◆ Текст для чтения:
----

ПРИКАЗАНО БЫТЬ ГОРДЫМ!
Мама мне рассказывала, как однажды в театр на спектакль «Разбойник Бойтре» пришёл один из высших партийных хозяйственников, приближённый Сталина и верный исполнитель всех его приказов Лазарь Моисеевич Каганович. Это был страшный 1937 год, когда миллионы людей оказывались в лагерях. Каганович тоже приложил к этому руку. И вот он пришёл за кулисы: «Мне стыдно, - говорил он. – Посмотрите на меня: я еврей, сын еврея. В нашем роду все были гордые, сильные, здоровые. А вы показываете нам евреев сутулых, слабых, хромых. Вы должны вызывать в публике чувство гордости за настоящее и прошлое евреев. Где наши храбрые Маккавеи? Где поднявший восстание евреев против римлян Бар Кохба? Где биробиджанские евреи, сами строящие новую жизнь?»
Это был приказ. Михоэлс тут же заказал драматургу Самуилу Галкину героико-романтические пьесы «Бар Кохба» и «Суламифь» (на основе пьес Гольдфадена). В «Суламифи» Авессалома играл Марк Шехтер, который потом был маминым партнёром в постановке трагедии Лермонтова «Испанцы».

----

◆ Предоставленные сведения:
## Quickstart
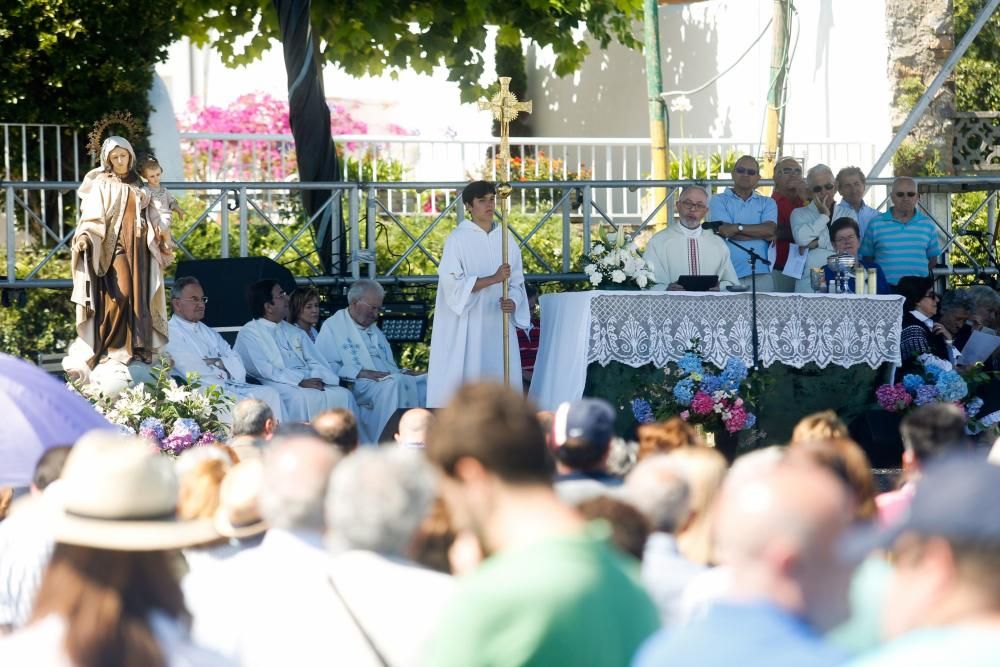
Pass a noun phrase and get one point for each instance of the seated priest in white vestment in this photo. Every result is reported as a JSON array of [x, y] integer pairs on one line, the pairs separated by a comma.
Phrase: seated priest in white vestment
[[351, 341], [281, 356], [466, 343], [195, 347], [685, 249]]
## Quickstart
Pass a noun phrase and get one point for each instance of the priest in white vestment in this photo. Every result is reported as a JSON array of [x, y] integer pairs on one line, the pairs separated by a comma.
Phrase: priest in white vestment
[[685, 249], [351, 341], [196, 348], [466, 343], [281, 356]]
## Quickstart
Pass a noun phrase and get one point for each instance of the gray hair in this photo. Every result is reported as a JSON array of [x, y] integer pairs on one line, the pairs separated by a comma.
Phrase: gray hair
[[296, 476], [660, 492], [816, 170], [957, 300], [378, 499], [249, 417], [181, 283], [361, 287]]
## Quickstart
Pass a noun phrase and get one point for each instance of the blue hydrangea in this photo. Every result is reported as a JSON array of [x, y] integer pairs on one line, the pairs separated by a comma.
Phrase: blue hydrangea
[[684, 391], [710, 383], [642, 411], [951, 386], [912, 382], [690, 363], [927, 393], [151, 426]]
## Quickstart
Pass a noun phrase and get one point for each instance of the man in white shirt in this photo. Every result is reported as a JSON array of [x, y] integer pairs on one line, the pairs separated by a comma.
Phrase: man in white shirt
[[685, 249], [281, 356], [196, 348], [351, 341], [467, 340]]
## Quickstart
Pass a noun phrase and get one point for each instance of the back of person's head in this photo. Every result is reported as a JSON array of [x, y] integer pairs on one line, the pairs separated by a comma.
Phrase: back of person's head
[[582, 433], [845, 459], [819, 426], [913, 289], [339, 427], [251, 417], [495, 426], [296, 474], [666, 436], [779, 532], [259, 294], [629, 527], [377, 500], [413, 426], [49, 467], [660, 492], [933, 429]]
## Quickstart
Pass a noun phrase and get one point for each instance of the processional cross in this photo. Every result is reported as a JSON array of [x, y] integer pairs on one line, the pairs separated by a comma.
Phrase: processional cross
[[505, 108]]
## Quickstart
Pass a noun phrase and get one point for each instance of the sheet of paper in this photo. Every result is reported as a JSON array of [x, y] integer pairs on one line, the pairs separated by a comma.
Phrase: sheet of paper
[[796, 262], [979, 348]]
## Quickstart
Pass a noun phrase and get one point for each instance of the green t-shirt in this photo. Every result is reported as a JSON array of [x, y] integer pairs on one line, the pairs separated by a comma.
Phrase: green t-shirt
[[567, 600]]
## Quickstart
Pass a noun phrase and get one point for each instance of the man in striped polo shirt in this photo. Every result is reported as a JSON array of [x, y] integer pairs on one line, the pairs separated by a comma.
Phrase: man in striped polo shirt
[[903, 241]]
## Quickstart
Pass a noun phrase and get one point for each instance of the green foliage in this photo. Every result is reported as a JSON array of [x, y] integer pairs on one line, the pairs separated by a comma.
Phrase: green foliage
[[73, 61], [376, 37]]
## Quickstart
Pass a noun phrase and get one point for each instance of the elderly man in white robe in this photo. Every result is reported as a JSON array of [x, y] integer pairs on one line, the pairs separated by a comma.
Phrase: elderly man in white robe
[[467, 343], [351, 341], [811, 224], [196, 348], [685, 249], [281, 356]]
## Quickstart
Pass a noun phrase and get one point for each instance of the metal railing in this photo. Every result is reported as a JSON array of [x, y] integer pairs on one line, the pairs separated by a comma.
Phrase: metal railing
[[553, 241]]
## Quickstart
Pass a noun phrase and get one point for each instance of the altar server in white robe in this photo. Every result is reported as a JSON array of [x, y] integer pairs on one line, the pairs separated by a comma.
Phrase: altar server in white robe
[[685, 249], [195, 347], [466, 341], [351, 341], [281, 356]]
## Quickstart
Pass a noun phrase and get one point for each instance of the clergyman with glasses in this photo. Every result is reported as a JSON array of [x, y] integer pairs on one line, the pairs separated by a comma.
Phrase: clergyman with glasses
[[685, 249], [749, 218], [197, 348], [903, 241], [351, 341], [811, 224]]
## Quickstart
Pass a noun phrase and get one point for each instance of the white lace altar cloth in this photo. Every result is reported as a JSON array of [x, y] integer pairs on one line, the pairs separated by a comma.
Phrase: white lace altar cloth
[[637, 328]]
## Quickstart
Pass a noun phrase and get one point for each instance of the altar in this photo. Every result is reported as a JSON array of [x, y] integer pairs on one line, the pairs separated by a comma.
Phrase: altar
[[611, 343]]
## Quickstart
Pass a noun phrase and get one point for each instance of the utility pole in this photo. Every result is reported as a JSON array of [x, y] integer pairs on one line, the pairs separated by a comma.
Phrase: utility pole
[[780, 44], [659, 127]]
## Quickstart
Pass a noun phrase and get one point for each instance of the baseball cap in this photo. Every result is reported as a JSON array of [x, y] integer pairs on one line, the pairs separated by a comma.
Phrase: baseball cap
[[586, 421], [956, 498]]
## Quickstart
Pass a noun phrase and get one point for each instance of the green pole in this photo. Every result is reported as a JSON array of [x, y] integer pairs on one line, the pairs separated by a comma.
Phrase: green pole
[[658, 122]]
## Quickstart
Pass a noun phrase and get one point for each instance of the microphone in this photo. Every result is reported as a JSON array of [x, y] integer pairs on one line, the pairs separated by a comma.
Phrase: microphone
[[712, 226]]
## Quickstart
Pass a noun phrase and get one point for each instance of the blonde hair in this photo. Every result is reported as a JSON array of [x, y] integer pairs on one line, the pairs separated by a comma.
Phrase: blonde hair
[[704, 469]]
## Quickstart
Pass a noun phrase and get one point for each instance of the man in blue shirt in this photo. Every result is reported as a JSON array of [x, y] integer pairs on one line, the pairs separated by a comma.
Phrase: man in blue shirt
[[903, 241], [778, 535], [750, 219]]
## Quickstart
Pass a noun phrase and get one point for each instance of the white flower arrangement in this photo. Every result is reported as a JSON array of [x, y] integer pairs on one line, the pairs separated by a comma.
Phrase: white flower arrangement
[[616, 264]]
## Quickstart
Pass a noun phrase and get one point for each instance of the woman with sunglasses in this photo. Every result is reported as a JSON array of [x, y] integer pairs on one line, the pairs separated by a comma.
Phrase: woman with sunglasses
[[811, 224]]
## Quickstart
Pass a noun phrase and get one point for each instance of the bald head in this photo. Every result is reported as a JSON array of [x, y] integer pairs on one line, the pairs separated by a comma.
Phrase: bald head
[[778, 531], [413, 426]]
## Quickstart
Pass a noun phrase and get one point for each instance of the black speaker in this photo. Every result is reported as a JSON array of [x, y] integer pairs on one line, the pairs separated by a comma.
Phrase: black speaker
[[225, 282]]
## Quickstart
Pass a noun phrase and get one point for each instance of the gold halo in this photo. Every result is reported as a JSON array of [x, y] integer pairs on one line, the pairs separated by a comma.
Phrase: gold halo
[[96, 136]]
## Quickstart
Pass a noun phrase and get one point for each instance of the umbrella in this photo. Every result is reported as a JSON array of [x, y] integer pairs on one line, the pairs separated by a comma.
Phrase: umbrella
[[37, 412]]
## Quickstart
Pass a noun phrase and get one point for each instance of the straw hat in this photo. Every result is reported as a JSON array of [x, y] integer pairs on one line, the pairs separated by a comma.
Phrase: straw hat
[[238, 515], [118, 493]]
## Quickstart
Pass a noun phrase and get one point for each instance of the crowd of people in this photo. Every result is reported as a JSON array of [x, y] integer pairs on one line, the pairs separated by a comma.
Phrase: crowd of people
[[491, 534]]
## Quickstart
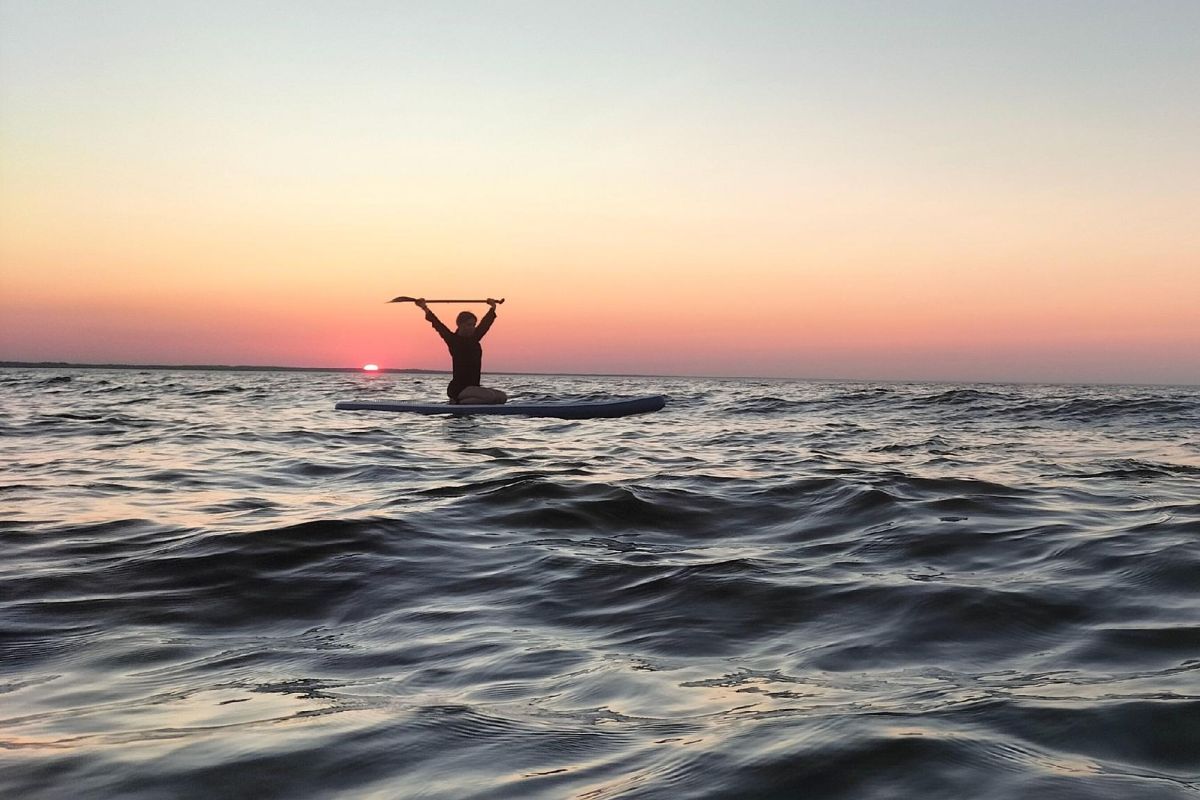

----

◆ Поставленная задача A:
Ответьте по тексту о визите Кагановича в театр на три вопроса:
(i) На какой спектакль пришёл Каганович?
(ii) В каком году произошёл этот визит?
(iii) Кого играл Марк Шехтер в «Суламифи»?
◆ Поставленная задача B: Подхватите текст о визите Кагановича в театр и продолжите его сразу после последней фразы.
Пункты получены из другого источника и с текстом не связаны.

◆ Результат выполнения A:
(i) На спектакль «Разбойник Бойтре».
(ii) В 1937 году.
(iii) Авессалома.

◆ Результат выполнения B:
А Мойше Кульбак, автор пьесы «Разбойник Бойтре», не понравившейся Кагановичу, был вскоре арестован, отправлен в сибирский лагерь и там через три года умер.
Поэт и драматург Перец Маркиш принёс в театр пьесу «Семья Овадис». Параллельно Михоэлс начал работу над пьесой «Тевье-Молочник» по Шолом-Алейхему. В обеих пьесах речь шла о еврейской семье. Как заметил когда-то Давид Бергельсон, у еврейского народа, лишённого своей страны, территории, прав, преследуемого властями и антисемитами, главной опорой в жизни была семья. Вот откуда столь крепкие семейные узы в еврейских семьях и столь горестно переживаемые семейные трагедии.
В «Семье Овадис» рассказывается о жизни в Биробиджане – Еврейской автономной области, искусственно созданной на юго-восточной окраине Сибири в 1928 году по инициативе Михаила Ивановича Калинина –«Всесоюзного старосты», то есть тогдашнего президента СССР. Но даже в лучшие годы в Биробиджане проживало не более 20 тысяч евреев-поселенцев, хотя там существовали еврейская газета и еврейский театр.
О "счастливой" жизни евреев в Биробиджане был создан художественный фильм "Искатели счастья", в котором главную роль с блеском сыграл Вениамин Львович Зускин. Многие фразы из фильма, произнесённые Зускиным, ушли в народ: "Пиня Копман - король подтяжек!" или "Скажите, сколько стоит этот пароход? Приблизительно, конечно".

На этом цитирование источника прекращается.